> **REQUIRED WORK**:
1 > Summarize the San Bernardino excerpt in two sentences.
2 > Please return, word for word, the part of the San Bernardino excerpt that opens with the words containing "Current and former" and closes with "potential terrorist suspects.".
━━ EXCERPTED TEXT ━━
Despite scouring laptops, cellphones and the online accounts of the shooters for two days, U.S. officials said Friday that they had yet to unearth any evidence that Farook or Malik was directed by operatives from the Islamic State.

Nor did that terrorist group rush to claim credit for the San Bernardino violence the way it did with bombastic propaganda releases after the attacks in Paris last month killed 130 people. The absence of such claims has led some to conclude that the Islamic State was as surprised by the San Bernardino shooting as authorities in the United States.

The insulated nature of the plot is a scenario that U.S. counterterrorism officials describe with dread.

“This is something we’ve talked about a lot,” FBI Director James B. Comey said Friday. “Because the Internet offers the ability for people to consume poison and radicalize entirely in private either through a device they are holding in their hand or inside their house, our visibility is necessarily limited. And so we constantly worry . . . about who is out there on this journey from consuming poison to acting on it and can we get eyes on them in time to stop it.”

The attack makes clear how completely the terrorist threat has shifted online. A decade ago, the couple’s trips to Saudi Arabia and links to Pakistan would have triggered scrutiny of their travels, searching for clues that they had become radicalized through direct contact with al-Qaeda operatives. Instead, FBI agents are now scrubbing hard drives for encrypted messages and searching for motives in a Facebook post.

Current and former U.S. officials said a determination that the San Bernardino attack was inspired by the Islamic State could put pressure on the Obama administration to intensify its military campaign against the group and to expand the criteria that triggers domestic scrutiny of potential terrorist suspects.
━━━
━━ DATASET EXCERPTS ━━
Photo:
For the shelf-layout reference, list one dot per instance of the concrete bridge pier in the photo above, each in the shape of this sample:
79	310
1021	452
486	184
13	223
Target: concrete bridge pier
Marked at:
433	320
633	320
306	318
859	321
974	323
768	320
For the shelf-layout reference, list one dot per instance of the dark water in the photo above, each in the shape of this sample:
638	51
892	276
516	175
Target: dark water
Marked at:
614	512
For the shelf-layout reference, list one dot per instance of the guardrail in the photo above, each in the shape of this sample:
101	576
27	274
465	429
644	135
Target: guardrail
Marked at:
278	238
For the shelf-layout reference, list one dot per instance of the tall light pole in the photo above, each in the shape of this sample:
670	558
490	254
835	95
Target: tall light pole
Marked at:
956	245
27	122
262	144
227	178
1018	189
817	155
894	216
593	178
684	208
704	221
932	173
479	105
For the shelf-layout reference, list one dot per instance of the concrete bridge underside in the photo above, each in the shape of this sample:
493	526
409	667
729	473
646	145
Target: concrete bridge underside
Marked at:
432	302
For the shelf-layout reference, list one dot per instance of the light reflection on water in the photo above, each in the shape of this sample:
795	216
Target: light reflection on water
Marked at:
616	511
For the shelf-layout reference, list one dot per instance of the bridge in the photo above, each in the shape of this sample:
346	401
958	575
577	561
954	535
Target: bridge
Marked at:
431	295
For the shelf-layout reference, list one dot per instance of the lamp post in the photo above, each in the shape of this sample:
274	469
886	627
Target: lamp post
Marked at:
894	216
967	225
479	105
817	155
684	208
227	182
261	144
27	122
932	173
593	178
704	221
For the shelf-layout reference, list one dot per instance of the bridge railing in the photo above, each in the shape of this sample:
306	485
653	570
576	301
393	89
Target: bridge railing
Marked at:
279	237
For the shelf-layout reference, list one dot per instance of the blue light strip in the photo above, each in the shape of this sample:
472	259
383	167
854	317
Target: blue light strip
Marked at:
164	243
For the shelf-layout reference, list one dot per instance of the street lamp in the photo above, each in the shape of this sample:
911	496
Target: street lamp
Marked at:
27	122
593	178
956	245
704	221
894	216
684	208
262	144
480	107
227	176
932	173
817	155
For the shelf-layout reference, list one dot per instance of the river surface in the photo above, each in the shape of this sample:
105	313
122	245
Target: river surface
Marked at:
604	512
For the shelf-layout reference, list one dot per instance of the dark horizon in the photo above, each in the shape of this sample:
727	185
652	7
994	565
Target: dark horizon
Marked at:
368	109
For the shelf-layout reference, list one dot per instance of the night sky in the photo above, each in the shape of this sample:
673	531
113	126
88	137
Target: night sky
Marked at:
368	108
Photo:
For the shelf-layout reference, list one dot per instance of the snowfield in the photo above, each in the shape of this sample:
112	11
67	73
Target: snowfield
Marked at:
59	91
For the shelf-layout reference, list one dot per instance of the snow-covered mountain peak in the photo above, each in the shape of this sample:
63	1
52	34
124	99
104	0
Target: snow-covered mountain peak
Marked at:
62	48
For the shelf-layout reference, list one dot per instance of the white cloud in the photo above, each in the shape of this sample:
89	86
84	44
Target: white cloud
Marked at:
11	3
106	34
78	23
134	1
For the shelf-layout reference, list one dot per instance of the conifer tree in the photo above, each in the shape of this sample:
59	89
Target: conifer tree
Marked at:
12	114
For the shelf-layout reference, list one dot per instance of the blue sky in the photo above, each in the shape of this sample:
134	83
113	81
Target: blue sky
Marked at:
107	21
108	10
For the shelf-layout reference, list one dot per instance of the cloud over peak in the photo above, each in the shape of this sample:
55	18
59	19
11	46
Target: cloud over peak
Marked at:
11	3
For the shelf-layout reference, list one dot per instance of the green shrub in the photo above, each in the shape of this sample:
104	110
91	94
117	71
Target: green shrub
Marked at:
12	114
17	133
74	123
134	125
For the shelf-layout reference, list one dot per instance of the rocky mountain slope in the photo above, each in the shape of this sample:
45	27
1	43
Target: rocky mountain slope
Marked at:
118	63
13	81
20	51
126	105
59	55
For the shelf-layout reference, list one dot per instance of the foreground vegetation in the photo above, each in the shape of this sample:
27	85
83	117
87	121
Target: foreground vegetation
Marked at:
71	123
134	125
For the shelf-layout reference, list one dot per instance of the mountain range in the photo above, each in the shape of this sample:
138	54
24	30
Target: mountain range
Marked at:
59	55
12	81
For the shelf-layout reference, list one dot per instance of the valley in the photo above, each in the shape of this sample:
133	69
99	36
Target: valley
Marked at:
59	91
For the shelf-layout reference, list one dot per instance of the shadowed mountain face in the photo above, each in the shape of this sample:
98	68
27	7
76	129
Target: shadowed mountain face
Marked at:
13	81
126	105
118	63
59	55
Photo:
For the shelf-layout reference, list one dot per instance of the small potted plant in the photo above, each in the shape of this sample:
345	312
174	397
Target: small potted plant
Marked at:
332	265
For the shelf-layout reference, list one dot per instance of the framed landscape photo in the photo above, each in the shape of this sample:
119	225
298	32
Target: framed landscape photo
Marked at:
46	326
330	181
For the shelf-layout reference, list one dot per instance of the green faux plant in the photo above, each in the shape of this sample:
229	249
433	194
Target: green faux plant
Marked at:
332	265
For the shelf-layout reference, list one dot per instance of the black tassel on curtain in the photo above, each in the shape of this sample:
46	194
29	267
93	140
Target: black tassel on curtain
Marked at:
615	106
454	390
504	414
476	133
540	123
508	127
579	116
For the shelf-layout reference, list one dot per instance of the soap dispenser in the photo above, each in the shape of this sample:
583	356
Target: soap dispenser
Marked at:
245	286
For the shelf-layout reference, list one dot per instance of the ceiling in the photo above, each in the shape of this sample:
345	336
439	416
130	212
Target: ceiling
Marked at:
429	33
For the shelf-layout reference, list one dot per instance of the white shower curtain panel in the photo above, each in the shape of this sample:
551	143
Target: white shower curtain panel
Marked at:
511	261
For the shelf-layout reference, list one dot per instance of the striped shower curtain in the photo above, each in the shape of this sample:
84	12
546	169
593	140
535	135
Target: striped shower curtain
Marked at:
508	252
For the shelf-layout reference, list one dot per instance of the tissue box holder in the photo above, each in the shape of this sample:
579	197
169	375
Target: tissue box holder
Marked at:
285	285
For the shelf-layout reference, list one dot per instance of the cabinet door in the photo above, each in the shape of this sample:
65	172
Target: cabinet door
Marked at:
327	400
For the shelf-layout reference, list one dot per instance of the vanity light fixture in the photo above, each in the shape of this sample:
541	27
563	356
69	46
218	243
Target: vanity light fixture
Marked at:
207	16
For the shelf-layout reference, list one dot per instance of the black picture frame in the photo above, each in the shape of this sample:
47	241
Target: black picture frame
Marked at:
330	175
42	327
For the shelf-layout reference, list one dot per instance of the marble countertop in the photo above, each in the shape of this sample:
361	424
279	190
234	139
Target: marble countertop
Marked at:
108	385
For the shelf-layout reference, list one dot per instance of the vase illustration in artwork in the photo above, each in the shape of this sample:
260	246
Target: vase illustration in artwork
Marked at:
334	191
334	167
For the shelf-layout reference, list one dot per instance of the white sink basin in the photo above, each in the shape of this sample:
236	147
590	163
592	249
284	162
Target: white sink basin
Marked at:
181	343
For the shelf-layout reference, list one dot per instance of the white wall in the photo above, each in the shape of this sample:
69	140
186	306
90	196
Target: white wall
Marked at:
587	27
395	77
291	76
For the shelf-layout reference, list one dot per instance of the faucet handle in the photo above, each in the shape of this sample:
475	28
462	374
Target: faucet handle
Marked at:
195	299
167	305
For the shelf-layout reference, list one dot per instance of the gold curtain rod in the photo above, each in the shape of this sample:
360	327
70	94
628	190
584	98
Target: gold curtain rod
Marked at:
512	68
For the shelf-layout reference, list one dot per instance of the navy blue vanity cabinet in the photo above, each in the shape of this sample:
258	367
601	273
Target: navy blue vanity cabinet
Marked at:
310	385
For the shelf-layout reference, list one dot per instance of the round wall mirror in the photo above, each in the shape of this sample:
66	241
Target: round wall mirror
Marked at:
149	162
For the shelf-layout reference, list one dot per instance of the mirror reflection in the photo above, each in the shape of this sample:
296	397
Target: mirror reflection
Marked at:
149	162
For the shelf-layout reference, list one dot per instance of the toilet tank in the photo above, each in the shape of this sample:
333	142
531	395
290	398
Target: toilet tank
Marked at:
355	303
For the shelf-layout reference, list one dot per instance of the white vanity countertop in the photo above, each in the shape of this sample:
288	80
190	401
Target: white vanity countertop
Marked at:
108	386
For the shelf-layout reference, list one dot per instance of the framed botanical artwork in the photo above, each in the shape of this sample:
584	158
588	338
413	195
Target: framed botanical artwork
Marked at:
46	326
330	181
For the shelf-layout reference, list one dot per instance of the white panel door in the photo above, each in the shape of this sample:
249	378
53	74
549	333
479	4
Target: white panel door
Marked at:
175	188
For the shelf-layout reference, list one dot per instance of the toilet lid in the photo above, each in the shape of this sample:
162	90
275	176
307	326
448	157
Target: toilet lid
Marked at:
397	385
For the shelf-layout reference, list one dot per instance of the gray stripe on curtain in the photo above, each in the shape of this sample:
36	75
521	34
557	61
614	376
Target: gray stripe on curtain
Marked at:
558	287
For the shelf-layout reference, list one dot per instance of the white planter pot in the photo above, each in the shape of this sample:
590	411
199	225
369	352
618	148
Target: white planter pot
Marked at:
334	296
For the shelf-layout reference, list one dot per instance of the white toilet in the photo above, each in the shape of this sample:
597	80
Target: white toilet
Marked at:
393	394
━━━
> **EXERCISE SOLUTIONS**:
1 > U.S. officials said they had found no evidence that Farook or Malik was directed by Islamic State operatives, and the group did not rush to claim credit as it had after the Paris attacks. FBI Director James B. Comey said that private online radicalization limits authorities' visibility, and the attack shows how completely the terrorist threat has shifted online.

2 >
Current and former U.S. officials said a determination that the San Bernardino attack was inspired by the Islamic State could put pressure on the Obama administration to intensify its military campaign against the group and to expand the criteria that triggers domestic scrutiny of potential terrorist suspects.